**PAGE EXTRACT:**
[Start]

The Company’s propane distribution operations compete with several other propane distributors in their service territories, primarily on the basis of service and price, emphasizing reliability of service and responsiveness. Competition is generally from local outlets of national distribution companies and local businesses, because distributors located in close proximity to customers incur lower costs of providing service. Propane competes with electricity as an energy source, because propane is typically less expensive than electricity, based on equivalent BTU value. Propane also competes with home heating oil as an energy source. Since natural gas has historically been less expensive than propane, propane is generally not distributed in geographic areas serviced by natural gas pipeline or distribution systems.
The propane wholesale marketing operation competes against various marketers, many of which have significantly greater resources and are able to obtain price or volumetric advantages.
The advanced information services business faces significant competition from a number of larger competitors having substantially greater resources available to them. In addition, changes in the advanced information services industry are occurring rapidly, which could adversely impact the markets for the products and services offered by such businesses. This segment of the Company competes on the basis of technological expertise, service reputation and price.
Inflation
Inflation affects the cost of supply, labor, products and services required for operations, maintenance and capital improvements. While the impact of inflation has remained low in recent years, natural gas and propane prices are subject to rapid fluctuations. In the Company’s regulated natural gas distribution operations, fluctuations in natural gas prices are passed on to customers through the gas cost recovery mechanism in the Company’s tariffs. To help cope with the effects of inflation on its capital investments and returns, the Company seeks rate relief from regulatory commissions for its regulated operations and closely monitors the returns of its unregulated business operations. To compensate for fluctuations in propane gas prices, the Company adjusts its propane selling prices to the extent allowed by the market.
Recent Authoritative Pronouncements on Financial Reporting and Accounting
Recent accounting developments and their impact on our financial position, results of operations and cash flows are described in Note 5, “Recent Authoritative Pronouncements on Financial Reporting and Accounting,” to the unaudited Condensed Consolidated Financial Statements.
Page 28
Item 3. Quantitative and Qualitative Disclosures about Market Risk
Market risk represents the potential loss arising from adverse changes in market rates and prices. Long-term debt is subject to potential losses based on changes in interest rates. The Company’s long-term debt consists of first mortgage bonds, fixed-rate senior notes and convertible debentures. All of the Company’s long-term debt is fixed-rate debt and was not entered into for trading purposes. The carrying value of long-term debt, including current maturities, was $69.8 million at June 30, 2008, as compared to a fair value of $72.9 million, based mainly on current market prices or discounted cash flows, using current rates for similar issues with similar terms and remaining maturities. The Company evaluates whether to refinance existing debt or permanently refinance existing short-term borrowing, based in part on the fluctuation in interest rates.

[End]

**TASKS:**
1. According to the filing excerpt above, why is propane generally not distributed in areas served by natural gas pipeline or distribution systems?
2. Resume the filing excerpt on competition, inflation and market risk, picking up after its final sentence.

**SUPPLIED DATA:**
[Start]

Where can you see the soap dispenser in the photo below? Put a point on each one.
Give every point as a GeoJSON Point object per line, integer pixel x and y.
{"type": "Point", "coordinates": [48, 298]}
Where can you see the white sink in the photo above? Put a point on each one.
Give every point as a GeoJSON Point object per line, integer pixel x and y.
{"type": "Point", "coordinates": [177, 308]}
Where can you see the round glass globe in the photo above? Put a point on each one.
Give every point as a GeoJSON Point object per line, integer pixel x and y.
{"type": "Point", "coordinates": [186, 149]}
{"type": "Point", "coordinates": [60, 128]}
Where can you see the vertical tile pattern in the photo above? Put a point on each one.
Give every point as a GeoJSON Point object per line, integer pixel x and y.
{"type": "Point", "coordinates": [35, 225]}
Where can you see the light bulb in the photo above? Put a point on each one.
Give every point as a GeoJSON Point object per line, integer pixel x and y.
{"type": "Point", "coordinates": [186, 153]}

[End]
[Start]

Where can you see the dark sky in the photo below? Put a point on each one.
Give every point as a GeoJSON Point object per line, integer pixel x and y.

[End]
[Start]

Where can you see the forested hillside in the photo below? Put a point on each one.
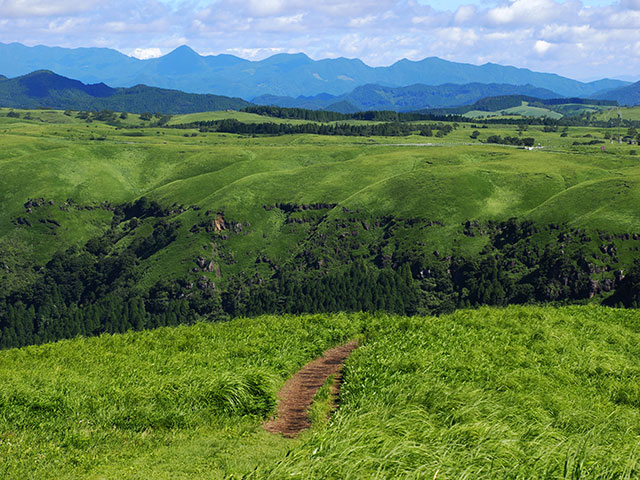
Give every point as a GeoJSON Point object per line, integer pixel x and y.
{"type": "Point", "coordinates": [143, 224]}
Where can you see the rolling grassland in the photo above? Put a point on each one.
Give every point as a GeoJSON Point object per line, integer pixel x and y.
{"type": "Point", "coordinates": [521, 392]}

[End]

**RESULTS:**
1. Natural gas has historically been less expensive than propane, so propane is generally not distributed where natural gas pipeline or distribution systems already serve the area.

2.
The Company’s propane distribution business is exposed to market risk as a result of propane storage activities and when it enters into fixed-price contracts for supply. The Company can store up to approximately four million gallons (including leased storage and rail cars) of propane during the winter season to meet its customers’ peak requirements and to serve metered customers. Decreases in the wholesale price of propane may cause the value of stored propane to decline. To mitigate the impact of price fluctuations, the Company has adopted a Risk Management Policy that allows the propane distribution operation to enter into fair value hedges of its inventory. Management reviewed the Company’s storage position as of June 30, 2008 and elected not to hedge any of its inventories.
The Company’s propane wholesale marketing operation is a party to natural gas liquids (“NGLs”) forward contracts, primarily propane contracts, with various third parties. These contracts require that the propane wholesale marketing operation purchase or sell NGLs at a fixed price at fixed future dates. At expiration, the contracts are settled by the delivery of NGLs to the Company or the counter-party or booking out the transaction. Booking out is a procedure for financially settling a contract in lieu of the physical delivery of energy. The propane wholesale marketing operation also enters into futures contracts that are traded on the New York Mercantile Exchange. In certain cases, the futures contracts are settled by the payment or receipt of a net amount equal to the difference between the current market price of the futures contract and the original contract price; however, they may also be settled for physical receipt or delivery of propane.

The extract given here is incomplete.